▸ Goal
With the pictures left out, return exactly the lines from the one containing "carriage door occupies?" through the end of the listing below.

▸ Given information
=-=-=-=-=

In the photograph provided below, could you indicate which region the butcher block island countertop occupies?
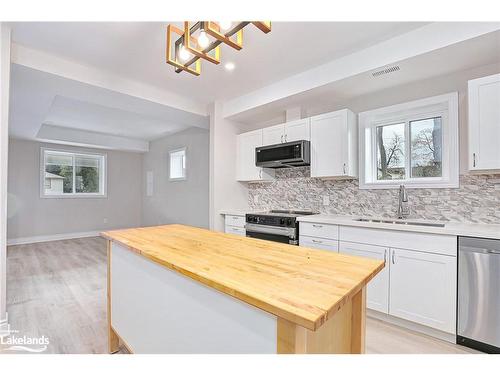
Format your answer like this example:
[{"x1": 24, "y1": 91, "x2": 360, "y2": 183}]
[{"x1": 101, "y1": 224, "x2": 384, "y2": 356}]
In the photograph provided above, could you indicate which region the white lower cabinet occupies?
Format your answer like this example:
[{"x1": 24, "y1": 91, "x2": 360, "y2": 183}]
[
  {"x1": 300, "y1": 222, "x2": 457, "y2": 334},
  {"x1": 225, "y1": 225, "x2": 247, "y2": 237},
  {"x1": 389, "y1": 249, "x2": 457, "y2": 333},
  {"x1": 299, "y1": 236, "x2": 339, "y2": 253},
  {"x1": 340, "y1": 241, "x2": 389, "y2": 314},
  {"x1": 224, "y1": 215, "x2": 247, "y2": 236}
]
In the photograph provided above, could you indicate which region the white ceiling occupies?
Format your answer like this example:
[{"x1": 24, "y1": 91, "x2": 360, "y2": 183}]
[
  {"x1": 11, "y1": 22, "x2": 425, "y2": 104},
  {"x1": 9, "y1": 64, "x2": 208, "y2": 147},
  {"x1": 232, "y1": 31, "x2": 500, "y2": 125}
]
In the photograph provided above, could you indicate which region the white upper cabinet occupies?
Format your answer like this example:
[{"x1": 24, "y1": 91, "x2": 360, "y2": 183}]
[
  {"x1": 310, "y1": 109, "x2": 358, "y2": 177},
  {"x1": 236, "y1": 129, "x2": 274, "y2": 181},
  {"x1": 284, "y1": 118, "x2": 311, "y2": 142},
  {"x1": 263, "y1": 118, "x2": 310, "y2": 146},
  {"x1": 469, "y1": 74, "x2": 500, "y2": 170}
]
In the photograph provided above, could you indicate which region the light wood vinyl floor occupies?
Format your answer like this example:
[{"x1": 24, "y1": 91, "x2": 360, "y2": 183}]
[{"x1": 0, "y1": 237, "x2": 474, "y2": 354}]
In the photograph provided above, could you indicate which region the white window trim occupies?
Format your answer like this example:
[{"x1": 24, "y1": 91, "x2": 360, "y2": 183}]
[
  {"x1": 168, "y1": 147, "x2": 188, "y2": 181},
  {"x1": 359, "y1": 92, "x2": 459, "y2": 189},
  {"x1": 40, "y1": 147, "x2": 108, "y2": 199}
]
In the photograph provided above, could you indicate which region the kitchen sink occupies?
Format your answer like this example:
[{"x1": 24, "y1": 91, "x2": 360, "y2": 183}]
[{"x1": 353, "y1": 217, "x2": 445, "y2": 228}]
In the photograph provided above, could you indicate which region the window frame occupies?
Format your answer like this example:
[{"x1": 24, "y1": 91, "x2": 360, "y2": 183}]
[
  {"x1": 168, "y1": 147, "x2": 188, "y2": 181},
  {"x1": 40, "y1": 147, "x2": 108, "y2": 199},
  {"x1": 359, "y1": 92, "x2": 459, "y2": 189}
]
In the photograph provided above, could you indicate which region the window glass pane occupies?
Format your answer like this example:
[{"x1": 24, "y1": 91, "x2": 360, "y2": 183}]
[
  {"x1": 410, "y1": 117, "x2": 443, "y2": 177},
  {"x1": 44, "y1": 152, "x2": 73, "y2": 195},
  {"x1": 75, "y1": 155, "x2": 100, "y2": 193},
  {"x1": 377, "y1": 123, "x2": 405, "y2": 180},
  {"x1": 170, "y1": 150, "x2": 186, "y2": 178}
]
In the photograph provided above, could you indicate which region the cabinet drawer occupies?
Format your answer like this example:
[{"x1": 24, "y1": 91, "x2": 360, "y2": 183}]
[
  {"x1": 299, "y1": 223, "x2": 339, "y2": 240},
  {"x1": 339, "y1": 226, "x2": 457, "y2": 257},
  {"x1": 225, "y1": 225, "x2": 246, "y2": 236},
  {"x1": 299, "y1": 236, "x2": 339, "y2": 252},
  {"x1": 225, "y1": 215, "x2": 245, "y2": 228}
]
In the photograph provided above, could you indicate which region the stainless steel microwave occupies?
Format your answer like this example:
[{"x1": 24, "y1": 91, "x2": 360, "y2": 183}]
[{"x1": 255, "y1": 140, "x2": 311, "y2": 168}]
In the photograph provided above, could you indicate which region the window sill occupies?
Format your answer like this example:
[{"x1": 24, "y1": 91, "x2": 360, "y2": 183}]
[
  {"x1": 359, "y1": 181, "x2": 460, "y2": 190},
  {"x1": 40, "y1": 194, "x2": 108, "y2": 199}
]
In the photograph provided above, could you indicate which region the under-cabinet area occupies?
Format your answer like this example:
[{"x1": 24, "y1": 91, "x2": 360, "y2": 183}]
[{"x1": 299, "y1": 223, "x2": 457, "y2": 335}]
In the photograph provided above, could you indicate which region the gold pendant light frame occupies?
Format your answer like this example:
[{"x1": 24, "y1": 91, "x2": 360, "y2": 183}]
[{"x1": 166, "y1": 21, "x2": 271, "y2": 76}]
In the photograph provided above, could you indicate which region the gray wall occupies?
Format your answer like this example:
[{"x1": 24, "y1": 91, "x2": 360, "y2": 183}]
[
  {"x1": 7, "y1": 139, "x2": 142, "y2": 239},
  {"x1": 142, "y1": 128, "x2": 209, "y2": 228}
]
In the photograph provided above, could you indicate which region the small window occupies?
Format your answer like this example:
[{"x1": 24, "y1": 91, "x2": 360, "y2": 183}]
[
  {"x1": 377, "y1": 123, "x2": 406, "y2": 180},
  {"x1": 169, "y1": 148, "x2": 186, "y2": 180},
  {"x1": 359, "y1": 93, "x2": 458, "y2": 189},
  {"x1": 40, "y1": 148, "x2": 106, "y2": 197},
  {"x1": 409, "y1": 117, "x2": 443, "y2": 177}
]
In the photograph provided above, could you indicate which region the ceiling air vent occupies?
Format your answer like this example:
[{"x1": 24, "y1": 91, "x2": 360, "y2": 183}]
[{"x1": 372, "y1": 65, "x2": 400, "y2": 77}]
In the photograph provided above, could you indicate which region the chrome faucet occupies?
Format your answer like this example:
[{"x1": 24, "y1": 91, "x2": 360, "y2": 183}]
[{"x1": 398, "y1": 185, "x2": 410, "y2": 219}]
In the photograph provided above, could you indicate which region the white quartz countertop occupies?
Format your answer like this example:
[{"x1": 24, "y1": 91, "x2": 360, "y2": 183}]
[
  {"x1": 297, "y1": 214, "x2": 500, "y2": 239},
  {"x1": 219, "y1": 208, "x2": 262, "y2": 216}
]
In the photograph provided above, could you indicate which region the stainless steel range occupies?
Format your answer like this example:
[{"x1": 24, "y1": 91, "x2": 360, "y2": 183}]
[{"x1": 245, "y1": 210, "x2": 316, "y2": 245}]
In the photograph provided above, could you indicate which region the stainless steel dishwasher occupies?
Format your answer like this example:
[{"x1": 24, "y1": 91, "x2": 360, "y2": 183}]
[{"x1": 457, "y1": 237, "x2": 500, "y2": 353}]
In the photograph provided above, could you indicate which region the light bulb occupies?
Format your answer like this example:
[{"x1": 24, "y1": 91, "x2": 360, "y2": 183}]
[
  {"x1": 179, "y1": 44, "x2": 189, "y2": 61},
  {"x1": 198, "y1": 30, "x2": 210, "y2": 48},
  {"x1": 219, "y1": 21, "x2": 233, "y2": 30}
]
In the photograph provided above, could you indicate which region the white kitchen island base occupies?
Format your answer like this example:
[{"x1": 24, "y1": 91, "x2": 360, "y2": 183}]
[{"x1": 110, "y1": 243, "x2": 277, "y2": 354}]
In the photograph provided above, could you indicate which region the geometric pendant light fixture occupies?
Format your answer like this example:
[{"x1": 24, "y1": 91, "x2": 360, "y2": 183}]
[{"x1": 166, "y1": 21, "x2": 271, "y2": 76}]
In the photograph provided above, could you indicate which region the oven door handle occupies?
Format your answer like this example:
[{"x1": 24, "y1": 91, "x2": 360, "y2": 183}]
[{"x1": 245, "y1": 223, "x2": 295, "y2": 238}]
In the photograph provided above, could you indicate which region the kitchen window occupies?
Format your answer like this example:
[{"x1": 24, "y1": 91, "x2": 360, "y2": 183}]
[
  {"x1": 359, "y1": 93, "x2": 458, "y2": 189},
  {"x1": 169, "y1": 148, "x2": 186, "y2": 180},
  {"x1": 40, "y1": 148, "x2": 106, "y2": 198}
]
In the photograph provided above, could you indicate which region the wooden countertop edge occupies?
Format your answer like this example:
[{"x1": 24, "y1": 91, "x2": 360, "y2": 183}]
[{"x1": 100, "y1": 232, "x2": 385, "y2": 331}]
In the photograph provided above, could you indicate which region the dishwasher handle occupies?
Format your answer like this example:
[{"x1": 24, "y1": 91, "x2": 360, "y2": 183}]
[{"x1": 458, "y1": 237, "x2": 500, "y2": 255}]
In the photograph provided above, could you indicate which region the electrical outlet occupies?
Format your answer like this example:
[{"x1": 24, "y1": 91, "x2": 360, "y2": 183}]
[{"x1": 323, "y1": 195, "x2": 330, "y2": 206}]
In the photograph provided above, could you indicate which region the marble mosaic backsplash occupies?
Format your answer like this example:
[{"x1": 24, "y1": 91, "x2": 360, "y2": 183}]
[{"x1": 248, "y1": 167, "x2": 500, "y2": 224}]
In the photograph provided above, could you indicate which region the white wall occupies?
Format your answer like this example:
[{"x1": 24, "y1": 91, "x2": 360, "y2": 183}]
[
  {"x1": 7, "y1": 139, "x2": 142, "y2": 241},
  {"x1": 0, "y1": 22, "x2": 10, "y2": 329},
  {"x1": 142, "y1": 127, "x2": 209, "y2": 228},
  {"x1": 209, "y1": 102, "x2": 248, "y2": 231}
]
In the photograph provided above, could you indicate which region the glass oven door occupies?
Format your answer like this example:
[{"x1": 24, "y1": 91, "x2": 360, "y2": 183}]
[{"x1": 245, "y1": 223, "x2": 298, "y2": 245}]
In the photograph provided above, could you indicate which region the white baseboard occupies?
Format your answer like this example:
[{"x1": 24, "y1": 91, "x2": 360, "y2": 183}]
[
  {"x1": 7, "y1": 231, "x2": 99, "y2": 246},
  {"x1": 366, "y1": 309, "x2": 457, "y2": 344}
]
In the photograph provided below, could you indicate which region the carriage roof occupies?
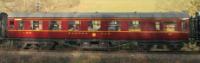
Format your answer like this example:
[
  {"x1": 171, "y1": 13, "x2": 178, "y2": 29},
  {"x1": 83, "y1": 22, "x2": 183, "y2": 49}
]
[{"x1": 8, "y1": 12, "x2": 189, "y2": 18}]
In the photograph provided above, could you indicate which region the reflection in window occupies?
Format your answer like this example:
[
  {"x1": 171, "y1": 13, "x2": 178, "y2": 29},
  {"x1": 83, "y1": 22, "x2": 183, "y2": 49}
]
[
  {"x1": 68, "y1": 20, "x2": 80, "y2": 31},
  {"x1": 31, "y1": 21, "x2": 42, "y2": 30},
  {"x1": 88, "y1": 20, "x2": 101, "y2": 31},
  {"x1": 155, "y1": 22, "x2": 160, "y2": 30},
  {"x1": 164, "y1": 22, "x2": 176, "y2": 31},
  {"x1": 49, "y1": 21, "x2": 61, "y2": 30},
  {"x1": 9, "y1": 20, "x2": 15, "y2": 30},
  {"x1": 129, "y1": 21, "x2": 141, "y2": 31},
  {"x1": 108, "y1": 20, "x2": 120, "y2": 31},
  {"x1": 18, "y1": 21, "x2": 24, "y2": 30}
]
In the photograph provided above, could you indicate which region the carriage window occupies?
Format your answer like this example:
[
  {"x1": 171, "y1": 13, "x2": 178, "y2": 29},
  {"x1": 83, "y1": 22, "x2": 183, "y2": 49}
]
[
  {"x1": 108, "y1": 20, "x2": 120, "y2": 31},
  {"x1": 31, "y1": 21, "x2": 42, "y2": 30},
  {"x1": 49, "y1": 21, "x2": 61, "y2": 30},
  {"x1": 181, "y1": 20, "x2": 186, "y2": 31},
  {"x1": 129, "y1": 21, "x2": 141, "y2": 31},
  {"x1": 88, "y1": 20, "x2": 101, "y2": 31},
  {"x1": 18, "y1": 21, "x2": 24, "y2": 30},
  {"x1": 164, "y1": 22, "x2": 176, "y2": 31},
  {"x1": 68, "y1": 20, "x2": 80, "y2": 31},
  {"x1": 155, "y1": 22, "x2": 160, "y2": 30},
  {"x1": 9, "y1": 20, "x2": 15, "y2": 29}
]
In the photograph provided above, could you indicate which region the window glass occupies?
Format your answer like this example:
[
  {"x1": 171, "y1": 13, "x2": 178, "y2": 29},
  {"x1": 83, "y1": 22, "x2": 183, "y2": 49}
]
[
  {"x1": 18, "y1": 21, "x2": 24, "y2": 30},
  {"x1": 155, "y1": 22, "x2": 160, "y2": 30},
  {"x1": 9, "y1": 20, "x2": 15, "y2": 29},
  {"x1": 31, "y1": 21, "x2": 42, "y2": 30},
  {"x1": 164, "y1": 22, "x2": 176, "y2": 31},
  {"x1": 49, "y1": 21, "x2": 61, "y2": 30},
  {"x1": 68, "y1": 20, "x2": 80, "y2": 31},
  {"x1": 181, "y1": 20, "x2": 186, "y2": 31},
  {"x1": 108, "y1": 20, "x2": 120, "y2": 31},
  {"x1": 88, "y1": 20, "x2": 101, "y2": 31},
  {"x1": 129, "y1": 21, "x2": 141, "y2": 31}
]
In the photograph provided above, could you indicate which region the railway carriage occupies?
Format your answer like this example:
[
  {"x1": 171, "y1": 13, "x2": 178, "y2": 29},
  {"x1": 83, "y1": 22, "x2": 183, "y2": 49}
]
[{"x1": 0, "y1": 12, "x2": 198, "y2": 49}]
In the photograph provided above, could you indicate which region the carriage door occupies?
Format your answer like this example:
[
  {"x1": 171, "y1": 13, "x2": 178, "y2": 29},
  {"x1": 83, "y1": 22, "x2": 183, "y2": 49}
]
[{"x1": 0, "y1": 13, "x2": 8, "y2": 38}]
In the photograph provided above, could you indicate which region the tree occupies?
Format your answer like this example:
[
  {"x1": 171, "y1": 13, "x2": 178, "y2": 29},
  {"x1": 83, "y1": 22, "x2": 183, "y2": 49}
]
[
  {"x1": 0, "y1": 0, "x2": 80, "y2": 12},
  {"x1": 156, "y1": 0, "x2": 200, "y2": 15}
]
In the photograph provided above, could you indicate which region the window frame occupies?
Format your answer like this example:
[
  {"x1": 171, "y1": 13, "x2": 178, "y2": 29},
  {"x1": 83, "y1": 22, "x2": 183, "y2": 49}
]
[
  {"x1": 30, "y1": 20, "x2": 43, "y2": 30},
  {"x1": 67, "y1": 20, "x2": 81, "y2": 31},
  {"x1": 17, "y1": 20, "x2": 25, "y2": 30},
  {"x1": 128, "y1": 20, "x2": 141, "y2": 31},
  {"x1": 107, "y1": 20, "x2": 121, "y2": 31},
  {"x1": 164, "y1": 21, "x2": 177, "y2": 32},
  {"x1": 88, "y1": 20, "x2": 101, "y2": 31},
  {"x1": 48, "y1": 20, "x2": 62, "y2": 30}
]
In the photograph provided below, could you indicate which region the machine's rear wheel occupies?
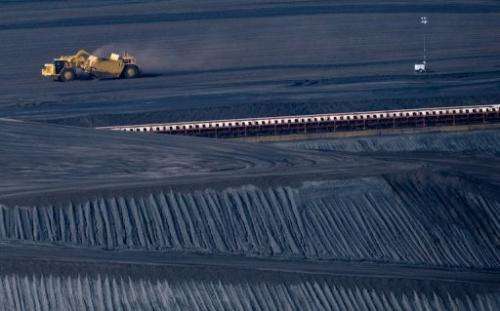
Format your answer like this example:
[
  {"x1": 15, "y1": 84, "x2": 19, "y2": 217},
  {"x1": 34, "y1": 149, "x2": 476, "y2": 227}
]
[
  {"x1": 122, "y1": 65, "x2": 139, "y2": 79},
  {"x1": 59, "y1": 69, "x2": 76, "y2": 82}
]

=-=-=-=-=

▸ Written answer
In the photograph provided above, could you indicate which region the carriage door occupies?
Format your answer like this example:
[
  {"x1": 171, "y1": 13, "x2": 178, "y2": 29},
  {"x1": 83, "y1": 22, "x2": 183, "y2": 49}
]
[{"x1": 0, "y1": 13, "x2": 8, "y2": 38}]
In the photograph provided above, could you indicate which region the tree occupies?
Format your answer like this example:
[
  {"x1": 171, "y1": 13, "x2": 178, "y2": 29},
  {"x1": 83, "y1": 22, "x2": 183, "y2": 49}
]
[
  {"x1": 0, "y1": 0, "x2": 80, "y2": 12},
  {"x1": 156, "y1": 0, "x2": 200, "y2": 15}
]
In the photograph provided above, could you indicate which region the window frame occupies?
Format your answer like this example:
[
  {"x1": 171, "y1": 13, "x2": 178, "y2": 29},
  {"x1": 83, "y1": 22, "x2": 183, "y2": 49}
]
[
  {"x1": 30, "y1": 20, "x2": 43, "y2": 30},
  {"x1": 67, "y1": 20, "x2": 81, "y2": 31},
  {"x1": 17, "y1": 20, "x2": 25, "y2": 30},
  {"x1": 128, "y1": 20, "x2": 141, "y2": 31},
  {"x1": 107, "y1": 20, "x2": 121, "y2": 31},
  {"x1": 164, "y1": 21, "x2": 177, "y2": 32},
  {"x1": 88, "y1": 20, "x2": 101, "y2": 31},
  {"x1": 48, "y1": 20, "x2": 62, "y2": 30}
]
In the photograph provided below, could you indicate which region the machine's rear wheel occupies?
Format your answer like this example:
[
  {"x1": 15, "y1": 84, "x2": 19, "y2": 217},
  {"x1": 34, "y1": 149, "x2": 476, "y2": 227}
]
[
  {"x1": 122, "y1": 65, "x2": 139, "y2": 79},
  {"x1": 59, "y1": 69, "x2": 76, "y2": 82}
]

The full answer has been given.